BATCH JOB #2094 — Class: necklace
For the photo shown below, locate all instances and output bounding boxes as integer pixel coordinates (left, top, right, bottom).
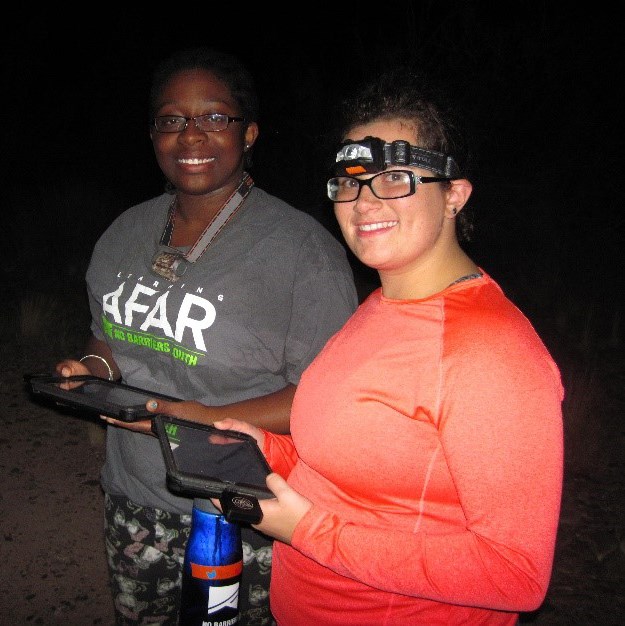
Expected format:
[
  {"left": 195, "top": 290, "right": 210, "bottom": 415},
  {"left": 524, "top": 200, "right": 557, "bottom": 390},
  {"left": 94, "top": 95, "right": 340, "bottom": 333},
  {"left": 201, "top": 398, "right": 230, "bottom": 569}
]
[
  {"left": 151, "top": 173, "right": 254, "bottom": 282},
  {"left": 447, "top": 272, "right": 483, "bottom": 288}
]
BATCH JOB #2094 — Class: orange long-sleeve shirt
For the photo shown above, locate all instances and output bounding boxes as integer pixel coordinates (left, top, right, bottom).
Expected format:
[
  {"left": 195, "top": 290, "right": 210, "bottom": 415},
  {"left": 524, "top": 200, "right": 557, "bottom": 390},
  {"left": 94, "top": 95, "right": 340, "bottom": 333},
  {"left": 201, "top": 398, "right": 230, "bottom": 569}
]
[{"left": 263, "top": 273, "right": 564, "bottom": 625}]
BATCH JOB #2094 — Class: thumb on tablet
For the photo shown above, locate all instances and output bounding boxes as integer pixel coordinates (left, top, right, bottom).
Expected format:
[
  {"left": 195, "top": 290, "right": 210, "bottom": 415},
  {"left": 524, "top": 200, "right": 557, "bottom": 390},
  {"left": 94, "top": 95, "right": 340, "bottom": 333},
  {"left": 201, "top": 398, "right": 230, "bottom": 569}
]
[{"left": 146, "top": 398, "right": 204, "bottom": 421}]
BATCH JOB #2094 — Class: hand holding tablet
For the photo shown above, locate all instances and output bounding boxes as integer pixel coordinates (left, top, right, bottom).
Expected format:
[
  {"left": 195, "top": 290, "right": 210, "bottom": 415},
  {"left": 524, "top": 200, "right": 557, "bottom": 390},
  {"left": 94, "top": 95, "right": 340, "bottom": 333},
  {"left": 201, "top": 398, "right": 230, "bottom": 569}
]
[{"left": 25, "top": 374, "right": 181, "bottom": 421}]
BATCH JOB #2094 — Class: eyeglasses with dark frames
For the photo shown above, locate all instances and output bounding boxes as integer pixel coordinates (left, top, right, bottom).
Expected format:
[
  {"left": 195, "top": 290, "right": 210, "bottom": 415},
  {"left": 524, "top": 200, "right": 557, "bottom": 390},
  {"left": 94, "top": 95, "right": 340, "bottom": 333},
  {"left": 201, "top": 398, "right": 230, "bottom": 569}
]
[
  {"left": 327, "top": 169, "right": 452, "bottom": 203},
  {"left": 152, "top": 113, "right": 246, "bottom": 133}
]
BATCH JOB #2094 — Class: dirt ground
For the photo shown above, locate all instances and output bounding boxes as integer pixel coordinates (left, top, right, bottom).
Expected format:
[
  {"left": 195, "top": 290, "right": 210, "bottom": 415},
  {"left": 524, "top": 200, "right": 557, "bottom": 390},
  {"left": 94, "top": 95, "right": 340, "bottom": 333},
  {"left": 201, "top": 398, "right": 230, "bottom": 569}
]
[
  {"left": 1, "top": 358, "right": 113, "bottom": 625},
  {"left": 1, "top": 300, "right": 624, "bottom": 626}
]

---

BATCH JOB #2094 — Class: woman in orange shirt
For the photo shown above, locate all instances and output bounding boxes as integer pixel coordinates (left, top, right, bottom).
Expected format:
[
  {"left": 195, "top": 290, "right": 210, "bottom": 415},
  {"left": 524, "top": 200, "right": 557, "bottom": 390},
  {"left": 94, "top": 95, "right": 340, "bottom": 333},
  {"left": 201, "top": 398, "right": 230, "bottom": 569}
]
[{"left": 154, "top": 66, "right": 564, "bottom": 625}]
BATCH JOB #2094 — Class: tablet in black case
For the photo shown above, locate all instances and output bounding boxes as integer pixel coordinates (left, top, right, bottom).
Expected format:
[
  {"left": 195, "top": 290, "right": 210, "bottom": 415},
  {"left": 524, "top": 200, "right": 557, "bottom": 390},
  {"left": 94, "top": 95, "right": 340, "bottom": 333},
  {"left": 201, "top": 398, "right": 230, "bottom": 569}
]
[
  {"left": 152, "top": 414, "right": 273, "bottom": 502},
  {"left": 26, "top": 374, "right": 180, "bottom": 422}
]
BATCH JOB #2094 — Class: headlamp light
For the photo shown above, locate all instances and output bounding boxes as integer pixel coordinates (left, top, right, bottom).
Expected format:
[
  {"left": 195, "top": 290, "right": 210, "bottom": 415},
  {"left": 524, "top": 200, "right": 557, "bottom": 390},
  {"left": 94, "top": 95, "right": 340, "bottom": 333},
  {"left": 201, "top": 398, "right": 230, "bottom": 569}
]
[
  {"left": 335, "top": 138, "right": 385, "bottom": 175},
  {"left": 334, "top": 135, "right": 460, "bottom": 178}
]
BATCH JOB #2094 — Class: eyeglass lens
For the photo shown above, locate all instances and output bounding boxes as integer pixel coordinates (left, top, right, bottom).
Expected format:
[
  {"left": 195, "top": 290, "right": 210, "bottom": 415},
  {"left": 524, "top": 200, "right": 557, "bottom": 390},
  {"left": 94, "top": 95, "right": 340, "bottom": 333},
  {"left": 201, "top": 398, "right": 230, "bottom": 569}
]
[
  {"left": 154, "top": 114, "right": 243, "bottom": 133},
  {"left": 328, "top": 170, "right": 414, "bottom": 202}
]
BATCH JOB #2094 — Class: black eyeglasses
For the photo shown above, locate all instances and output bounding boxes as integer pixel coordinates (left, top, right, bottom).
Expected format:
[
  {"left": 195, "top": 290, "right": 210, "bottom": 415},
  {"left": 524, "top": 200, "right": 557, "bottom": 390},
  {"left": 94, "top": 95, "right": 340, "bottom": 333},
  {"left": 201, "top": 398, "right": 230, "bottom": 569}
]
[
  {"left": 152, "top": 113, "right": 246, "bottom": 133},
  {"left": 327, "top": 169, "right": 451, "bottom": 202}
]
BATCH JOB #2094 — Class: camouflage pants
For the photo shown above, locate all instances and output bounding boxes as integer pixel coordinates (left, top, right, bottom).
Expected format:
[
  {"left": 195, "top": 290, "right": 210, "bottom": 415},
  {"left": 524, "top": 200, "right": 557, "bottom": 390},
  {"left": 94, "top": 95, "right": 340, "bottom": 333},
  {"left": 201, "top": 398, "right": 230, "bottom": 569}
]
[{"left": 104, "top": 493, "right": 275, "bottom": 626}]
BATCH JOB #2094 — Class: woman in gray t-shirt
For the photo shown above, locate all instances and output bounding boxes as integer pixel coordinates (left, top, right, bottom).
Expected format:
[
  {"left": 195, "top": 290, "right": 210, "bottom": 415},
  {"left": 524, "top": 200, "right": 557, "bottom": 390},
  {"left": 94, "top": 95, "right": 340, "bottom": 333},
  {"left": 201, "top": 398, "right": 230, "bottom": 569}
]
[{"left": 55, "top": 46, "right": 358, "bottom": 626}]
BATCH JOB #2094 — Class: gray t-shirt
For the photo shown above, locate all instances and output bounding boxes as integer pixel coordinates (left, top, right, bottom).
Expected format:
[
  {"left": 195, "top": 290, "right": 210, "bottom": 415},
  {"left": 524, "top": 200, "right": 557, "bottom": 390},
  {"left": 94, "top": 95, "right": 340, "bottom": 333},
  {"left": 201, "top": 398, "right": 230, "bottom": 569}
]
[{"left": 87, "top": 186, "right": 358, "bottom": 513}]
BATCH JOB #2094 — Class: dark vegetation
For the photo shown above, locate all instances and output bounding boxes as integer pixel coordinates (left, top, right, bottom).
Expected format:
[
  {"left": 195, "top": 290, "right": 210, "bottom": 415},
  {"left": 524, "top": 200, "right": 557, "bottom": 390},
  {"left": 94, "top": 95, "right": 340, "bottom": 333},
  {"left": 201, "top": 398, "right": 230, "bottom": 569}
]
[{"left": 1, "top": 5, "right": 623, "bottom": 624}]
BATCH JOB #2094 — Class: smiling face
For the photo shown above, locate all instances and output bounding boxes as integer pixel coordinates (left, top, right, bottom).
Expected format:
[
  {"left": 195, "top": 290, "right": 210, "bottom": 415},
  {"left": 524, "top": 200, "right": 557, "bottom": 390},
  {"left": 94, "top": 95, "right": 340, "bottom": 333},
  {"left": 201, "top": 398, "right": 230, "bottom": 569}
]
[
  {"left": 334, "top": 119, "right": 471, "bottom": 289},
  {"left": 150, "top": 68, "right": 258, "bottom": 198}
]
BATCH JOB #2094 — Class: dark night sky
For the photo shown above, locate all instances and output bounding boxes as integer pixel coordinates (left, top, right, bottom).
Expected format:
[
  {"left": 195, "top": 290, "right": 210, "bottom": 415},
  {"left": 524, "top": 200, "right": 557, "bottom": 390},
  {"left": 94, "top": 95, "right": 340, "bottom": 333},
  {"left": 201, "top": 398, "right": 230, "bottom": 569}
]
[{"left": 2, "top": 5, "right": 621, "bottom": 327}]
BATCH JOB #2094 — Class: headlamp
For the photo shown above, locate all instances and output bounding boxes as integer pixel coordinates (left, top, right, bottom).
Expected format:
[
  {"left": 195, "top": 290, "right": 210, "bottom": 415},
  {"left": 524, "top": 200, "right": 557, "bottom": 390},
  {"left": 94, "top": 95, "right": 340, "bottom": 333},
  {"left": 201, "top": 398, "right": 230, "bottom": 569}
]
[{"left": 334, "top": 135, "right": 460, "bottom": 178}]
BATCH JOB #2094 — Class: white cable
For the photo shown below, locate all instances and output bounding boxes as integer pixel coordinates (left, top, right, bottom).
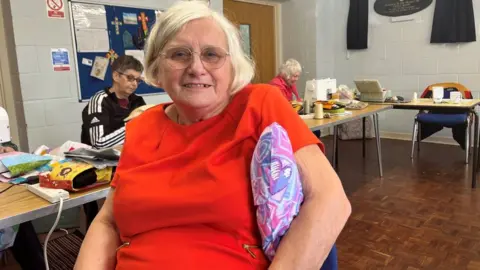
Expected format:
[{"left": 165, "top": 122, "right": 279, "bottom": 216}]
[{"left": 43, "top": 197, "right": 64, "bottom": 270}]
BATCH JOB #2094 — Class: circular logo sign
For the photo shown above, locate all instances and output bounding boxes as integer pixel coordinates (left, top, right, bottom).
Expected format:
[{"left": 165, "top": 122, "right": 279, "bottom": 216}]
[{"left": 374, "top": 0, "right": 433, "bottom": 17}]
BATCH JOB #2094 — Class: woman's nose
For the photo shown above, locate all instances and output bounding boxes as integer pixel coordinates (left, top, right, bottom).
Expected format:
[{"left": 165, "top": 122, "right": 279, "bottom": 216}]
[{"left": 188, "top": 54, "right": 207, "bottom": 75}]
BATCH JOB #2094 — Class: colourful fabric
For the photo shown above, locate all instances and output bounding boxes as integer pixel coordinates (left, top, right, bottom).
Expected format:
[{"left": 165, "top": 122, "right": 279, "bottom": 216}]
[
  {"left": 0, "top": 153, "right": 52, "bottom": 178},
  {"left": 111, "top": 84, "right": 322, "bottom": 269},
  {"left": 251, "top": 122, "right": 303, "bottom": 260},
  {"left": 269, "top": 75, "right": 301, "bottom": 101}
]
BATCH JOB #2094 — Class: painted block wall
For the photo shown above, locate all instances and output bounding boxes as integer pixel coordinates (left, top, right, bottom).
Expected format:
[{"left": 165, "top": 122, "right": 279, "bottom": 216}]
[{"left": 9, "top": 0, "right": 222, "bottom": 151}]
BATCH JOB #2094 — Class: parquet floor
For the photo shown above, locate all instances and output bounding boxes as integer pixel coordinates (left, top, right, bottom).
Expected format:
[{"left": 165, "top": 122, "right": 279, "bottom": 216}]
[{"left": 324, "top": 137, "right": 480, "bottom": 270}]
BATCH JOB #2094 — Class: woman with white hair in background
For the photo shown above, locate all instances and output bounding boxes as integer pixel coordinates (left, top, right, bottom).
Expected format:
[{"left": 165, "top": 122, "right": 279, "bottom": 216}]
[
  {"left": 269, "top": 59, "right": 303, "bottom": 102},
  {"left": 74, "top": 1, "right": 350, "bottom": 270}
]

● **What to produce**
Would you copy all lines in the records where the string "with" appears?

● **Expected answer**
BATCH JOB #2094 — Class: eyeglasses with dark frames
BATCH JOB #2094 — Class: woman with white hair in background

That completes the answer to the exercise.